[Pointing dataset excerpts]
-- Begin --

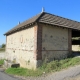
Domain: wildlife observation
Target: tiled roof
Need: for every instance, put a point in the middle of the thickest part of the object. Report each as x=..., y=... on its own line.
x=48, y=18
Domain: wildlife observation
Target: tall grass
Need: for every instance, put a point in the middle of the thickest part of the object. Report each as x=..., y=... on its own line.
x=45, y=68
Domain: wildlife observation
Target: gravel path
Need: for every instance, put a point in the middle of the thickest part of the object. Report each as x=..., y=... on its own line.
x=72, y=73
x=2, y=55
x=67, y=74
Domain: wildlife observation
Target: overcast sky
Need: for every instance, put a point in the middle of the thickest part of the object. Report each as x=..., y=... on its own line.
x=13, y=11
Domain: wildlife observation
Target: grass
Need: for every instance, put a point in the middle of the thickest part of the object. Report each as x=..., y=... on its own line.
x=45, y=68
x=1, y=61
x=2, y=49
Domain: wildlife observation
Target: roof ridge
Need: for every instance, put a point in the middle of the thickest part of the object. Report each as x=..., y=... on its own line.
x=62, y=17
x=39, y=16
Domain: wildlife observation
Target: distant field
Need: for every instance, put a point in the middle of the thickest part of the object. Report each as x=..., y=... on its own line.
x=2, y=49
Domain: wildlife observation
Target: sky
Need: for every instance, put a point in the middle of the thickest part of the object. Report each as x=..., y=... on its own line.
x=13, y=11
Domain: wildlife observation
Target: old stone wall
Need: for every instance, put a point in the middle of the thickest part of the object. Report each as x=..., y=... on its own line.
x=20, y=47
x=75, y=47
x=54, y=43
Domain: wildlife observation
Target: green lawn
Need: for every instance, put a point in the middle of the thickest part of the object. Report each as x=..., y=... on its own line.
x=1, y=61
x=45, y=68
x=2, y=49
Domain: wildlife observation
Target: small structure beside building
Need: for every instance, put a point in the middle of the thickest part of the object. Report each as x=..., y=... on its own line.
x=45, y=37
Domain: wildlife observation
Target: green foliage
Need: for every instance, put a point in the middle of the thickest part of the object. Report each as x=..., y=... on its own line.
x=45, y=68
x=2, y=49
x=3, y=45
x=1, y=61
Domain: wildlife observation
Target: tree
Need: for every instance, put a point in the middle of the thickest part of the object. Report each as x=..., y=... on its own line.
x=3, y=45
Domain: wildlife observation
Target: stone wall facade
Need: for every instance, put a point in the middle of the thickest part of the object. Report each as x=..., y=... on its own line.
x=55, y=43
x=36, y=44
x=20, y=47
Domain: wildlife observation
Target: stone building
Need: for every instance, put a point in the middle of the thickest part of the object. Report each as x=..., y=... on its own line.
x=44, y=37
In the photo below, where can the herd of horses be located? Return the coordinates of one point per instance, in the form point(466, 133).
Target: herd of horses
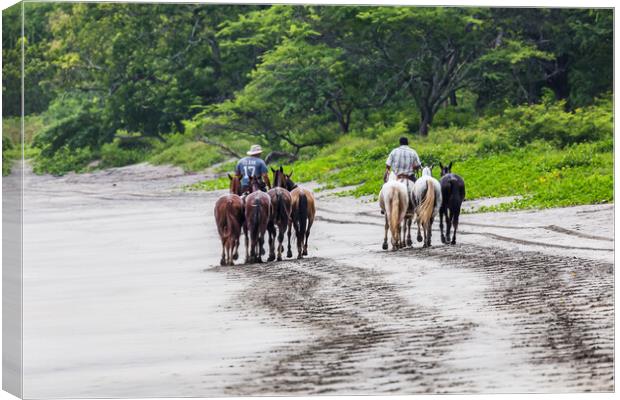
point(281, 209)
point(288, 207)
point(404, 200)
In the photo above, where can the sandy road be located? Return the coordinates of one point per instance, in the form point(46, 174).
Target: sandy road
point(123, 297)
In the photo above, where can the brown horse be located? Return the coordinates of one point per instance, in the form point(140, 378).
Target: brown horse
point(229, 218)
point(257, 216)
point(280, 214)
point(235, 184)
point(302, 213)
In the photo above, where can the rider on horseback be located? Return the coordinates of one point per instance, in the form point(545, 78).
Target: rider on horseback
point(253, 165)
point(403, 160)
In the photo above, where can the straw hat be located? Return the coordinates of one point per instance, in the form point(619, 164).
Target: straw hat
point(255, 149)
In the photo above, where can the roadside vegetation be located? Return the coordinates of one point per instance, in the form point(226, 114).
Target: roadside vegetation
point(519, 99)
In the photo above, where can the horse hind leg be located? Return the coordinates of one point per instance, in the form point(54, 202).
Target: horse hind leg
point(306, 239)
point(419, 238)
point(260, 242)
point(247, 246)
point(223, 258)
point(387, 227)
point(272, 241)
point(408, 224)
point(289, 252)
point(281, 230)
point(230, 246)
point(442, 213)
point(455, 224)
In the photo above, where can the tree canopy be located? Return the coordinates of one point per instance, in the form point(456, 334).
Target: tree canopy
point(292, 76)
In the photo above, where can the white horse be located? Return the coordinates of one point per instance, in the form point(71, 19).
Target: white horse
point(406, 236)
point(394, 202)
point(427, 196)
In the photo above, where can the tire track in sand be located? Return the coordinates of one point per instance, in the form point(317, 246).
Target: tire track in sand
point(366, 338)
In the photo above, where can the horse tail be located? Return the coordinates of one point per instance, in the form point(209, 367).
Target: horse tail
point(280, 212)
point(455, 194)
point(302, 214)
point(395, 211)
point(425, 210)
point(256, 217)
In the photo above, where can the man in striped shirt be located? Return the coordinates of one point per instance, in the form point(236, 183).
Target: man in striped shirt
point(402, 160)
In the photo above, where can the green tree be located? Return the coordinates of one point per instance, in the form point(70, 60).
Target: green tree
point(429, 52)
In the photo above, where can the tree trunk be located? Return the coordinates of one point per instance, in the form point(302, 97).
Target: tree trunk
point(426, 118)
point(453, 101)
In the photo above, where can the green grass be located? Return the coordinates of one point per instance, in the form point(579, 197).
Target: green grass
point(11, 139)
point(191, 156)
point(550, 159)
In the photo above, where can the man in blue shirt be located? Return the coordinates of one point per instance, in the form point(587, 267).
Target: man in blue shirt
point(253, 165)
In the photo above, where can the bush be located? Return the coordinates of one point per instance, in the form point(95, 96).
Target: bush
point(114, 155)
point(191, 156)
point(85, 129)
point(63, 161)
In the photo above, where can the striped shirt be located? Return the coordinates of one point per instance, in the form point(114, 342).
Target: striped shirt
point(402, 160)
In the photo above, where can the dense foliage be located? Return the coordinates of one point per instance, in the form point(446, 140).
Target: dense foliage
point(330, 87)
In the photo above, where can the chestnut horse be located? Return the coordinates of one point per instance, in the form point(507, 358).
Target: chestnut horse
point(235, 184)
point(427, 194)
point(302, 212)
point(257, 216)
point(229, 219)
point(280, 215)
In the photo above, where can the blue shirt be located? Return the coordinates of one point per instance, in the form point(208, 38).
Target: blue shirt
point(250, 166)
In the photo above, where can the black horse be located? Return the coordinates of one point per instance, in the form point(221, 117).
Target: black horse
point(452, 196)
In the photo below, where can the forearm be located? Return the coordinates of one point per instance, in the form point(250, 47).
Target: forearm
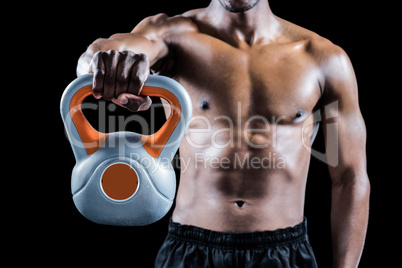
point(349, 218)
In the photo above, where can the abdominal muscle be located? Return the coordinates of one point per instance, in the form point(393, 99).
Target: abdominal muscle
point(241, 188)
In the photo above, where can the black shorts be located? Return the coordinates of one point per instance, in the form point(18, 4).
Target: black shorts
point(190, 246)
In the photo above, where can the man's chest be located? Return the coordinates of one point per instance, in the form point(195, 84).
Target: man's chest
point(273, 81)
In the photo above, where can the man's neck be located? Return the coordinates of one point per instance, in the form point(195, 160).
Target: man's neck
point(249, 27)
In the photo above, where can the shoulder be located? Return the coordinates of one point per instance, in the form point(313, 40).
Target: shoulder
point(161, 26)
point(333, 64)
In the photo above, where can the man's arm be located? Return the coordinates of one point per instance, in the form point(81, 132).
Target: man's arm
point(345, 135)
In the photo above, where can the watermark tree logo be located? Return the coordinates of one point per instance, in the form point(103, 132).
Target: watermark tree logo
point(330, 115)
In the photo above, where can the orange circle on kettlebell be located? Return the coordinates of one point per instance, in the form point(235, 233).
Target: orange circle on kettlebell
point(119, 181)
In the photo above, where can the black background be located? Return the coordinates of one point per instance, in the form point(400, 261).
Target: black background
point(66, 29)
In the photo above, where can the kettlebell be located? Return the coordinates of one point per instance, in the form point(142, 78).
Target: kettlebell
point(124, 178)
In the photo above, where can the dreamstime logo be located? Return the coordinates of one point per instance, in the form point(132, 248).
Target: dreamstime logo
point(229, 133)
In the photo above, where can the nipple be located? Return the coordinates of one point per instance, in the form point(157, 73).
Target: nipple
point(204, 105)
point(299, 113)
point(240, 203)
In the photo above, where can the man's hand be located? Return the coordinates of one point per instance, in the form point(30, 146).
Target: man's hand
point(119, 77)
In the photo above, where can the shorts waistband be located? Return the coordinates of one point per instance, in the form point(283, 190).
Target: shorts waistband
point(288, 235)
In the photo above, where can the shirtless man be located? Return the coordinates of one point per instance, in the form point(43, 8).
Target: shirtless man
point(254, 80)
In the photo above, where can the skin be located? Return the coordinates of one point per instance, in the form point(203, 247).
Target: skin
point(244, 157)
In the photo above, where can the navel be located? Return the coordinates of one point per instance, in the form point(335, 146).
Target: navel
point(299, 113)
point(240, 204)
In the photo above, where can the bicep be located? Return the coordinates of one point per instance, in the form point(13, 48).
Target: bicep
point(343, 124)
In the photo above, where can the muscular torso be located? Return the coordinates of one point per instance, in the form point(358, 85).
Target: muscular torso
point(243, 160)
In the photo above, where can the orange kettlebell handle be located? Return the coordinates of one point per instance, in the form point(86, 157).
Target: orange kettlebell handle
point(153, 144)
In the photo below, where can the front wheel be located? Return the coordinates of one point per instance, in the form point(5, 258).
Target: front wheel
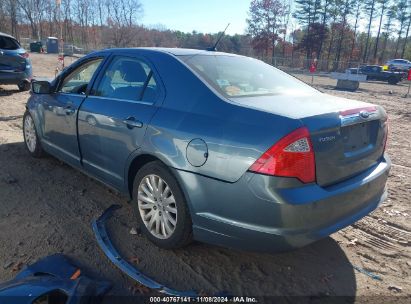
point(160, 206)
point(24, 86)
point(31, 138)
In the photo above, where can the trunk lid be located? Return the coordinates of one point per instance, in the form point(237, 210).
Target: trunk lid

-- End --
-- Begin --

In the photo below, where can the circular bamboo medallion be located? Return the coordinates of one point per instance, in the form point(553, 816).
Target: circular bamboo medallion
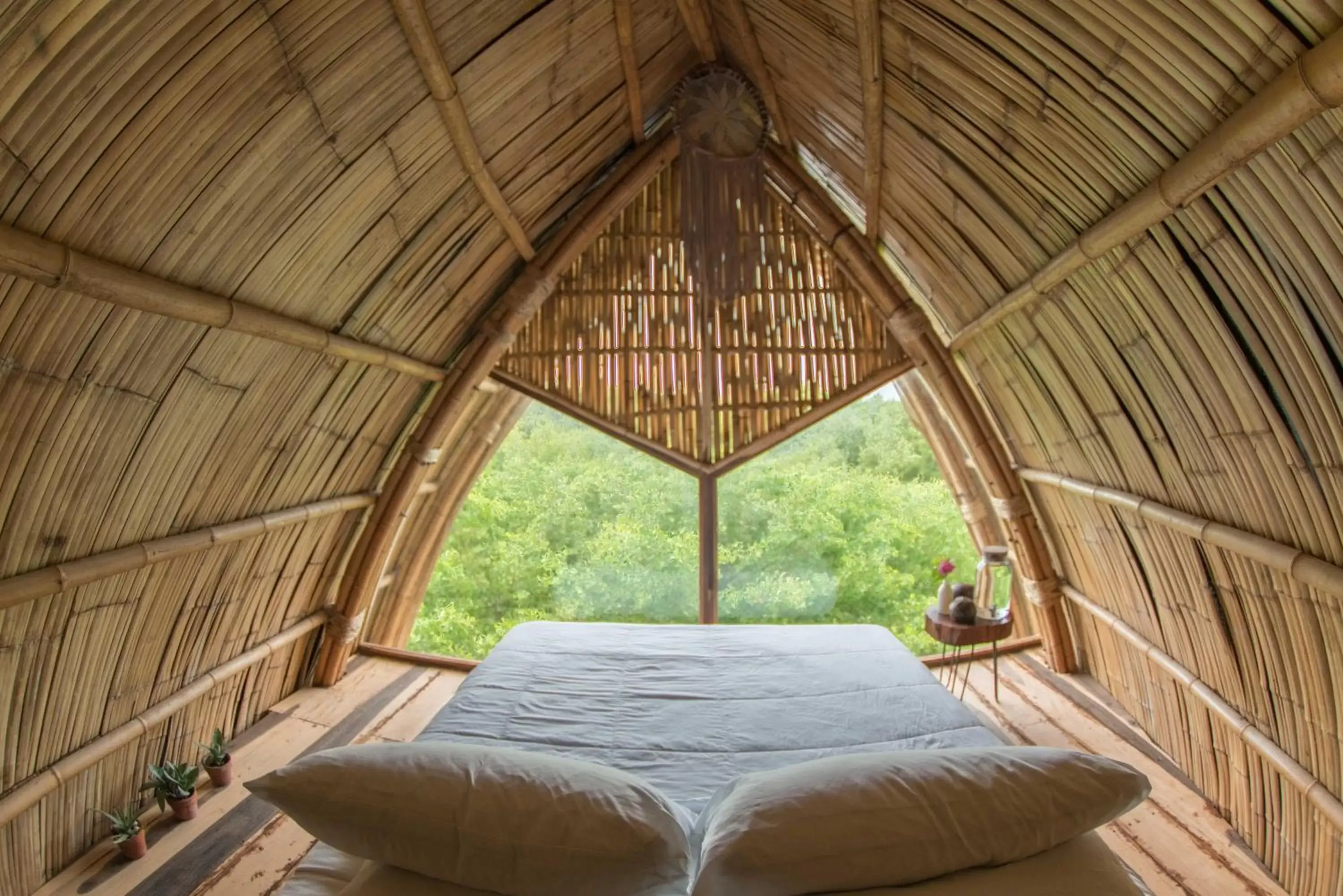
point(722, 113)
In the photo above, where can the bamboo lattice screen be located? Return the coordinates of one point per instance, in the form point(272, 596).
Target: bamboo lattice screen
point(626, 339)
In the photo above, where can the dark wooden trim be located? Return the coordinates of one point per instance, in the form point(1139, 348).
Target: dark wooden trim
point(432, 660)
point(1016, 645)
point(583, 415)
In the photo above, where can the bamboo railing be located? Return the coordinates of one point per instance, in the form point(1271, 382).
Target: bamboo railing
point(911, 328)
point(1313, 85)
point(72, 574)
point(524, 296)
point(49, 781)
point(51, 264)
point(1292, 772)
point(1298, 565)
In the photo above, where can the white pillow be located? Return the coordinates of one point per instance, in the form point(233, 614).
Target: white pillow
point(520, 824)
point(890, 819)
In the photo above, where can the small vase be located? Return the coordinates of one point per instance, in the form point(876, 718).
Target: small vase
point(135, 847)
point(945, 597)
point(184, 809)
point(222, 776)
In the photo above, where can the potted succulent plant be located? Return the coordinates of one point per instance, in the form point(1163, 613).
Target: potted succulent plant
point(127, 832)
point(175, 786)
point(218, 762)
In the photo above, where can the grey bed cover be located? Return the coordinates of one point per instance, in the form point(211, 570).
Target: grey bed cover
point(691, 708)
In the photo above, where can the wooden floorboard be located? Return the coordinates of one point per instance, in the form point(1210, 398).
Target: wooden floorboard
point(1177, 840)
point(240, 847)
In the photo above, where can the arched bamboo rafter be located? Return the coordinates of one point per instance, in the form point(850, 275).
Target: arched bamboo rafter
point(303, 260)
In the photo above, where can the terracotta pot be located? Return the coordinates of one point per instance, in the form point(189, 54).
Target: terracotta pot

-- End --

## REQUIREMENT
Copy the material above, starting with the line containing "In the photo above, where can the green grass" and going on through the line containing "point(330, 87)", and shift every answer coordinate by adding 55 to each x and y value. Leave all other numbers unchanged.

## FINAL ANSWER
In the photo above, where can the green grass be located? Return the coordinates of one point per instance, in the form point(579, 197).
Target: green grass
point(66, 194)
point(246, 211)
point(605, 214)
In the photo above, where can the man in blue shirt be located? Return the coordinates of one point per instance, in the form point(587, 267).
Target: man in blue shirt
point(308, 220)
In the photo above, where can the bush be located? Return the coordinates of one point per instance, in the form point(95, 96).
Target: bush
point(169, 210)
point(246, 211)
point(140, 184)
point(118, 216)
In the photo above, where can the striped shirt be located? Return the coordinates of one point per instance, in the form point(114, 342).
Target: striped shirt
point(457, 215)
In the photo above, where can the dense foliage be located? Return the coordinates of one point per instance, in the form point(446, 140).
Target: dense foliage
point(385, 142)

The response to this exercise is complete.